• **Supplied records**
:::::

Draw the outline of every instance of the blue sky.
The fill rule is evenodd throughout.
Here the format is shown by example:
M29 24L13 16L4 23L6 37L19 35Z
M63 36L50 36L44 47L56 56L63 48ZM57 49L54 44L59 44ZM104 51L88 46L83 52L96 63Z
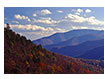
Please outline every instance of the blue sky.
M104 29L103 7L5 7L4 23L34 40L75 29Z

:::::

• **Directions**
Reproduce all of the rows above word for word, omitting the pictures.

• **Output**
Draw the outline of every instance of the blue sky.
The fill rule is evenodd throughout.
Here the format is shown by example:
M29 24L13 16L4 23L6 37L19 35Z
M63 36L50 36L44 47L56 56L63 48ZM57 49L54 44L59 44ZM104 51L88 46L83 52L96 63Z
Please outline every instance of the blue sky.
M104 29L103 7L5 7L4 23L34 40L75 29Z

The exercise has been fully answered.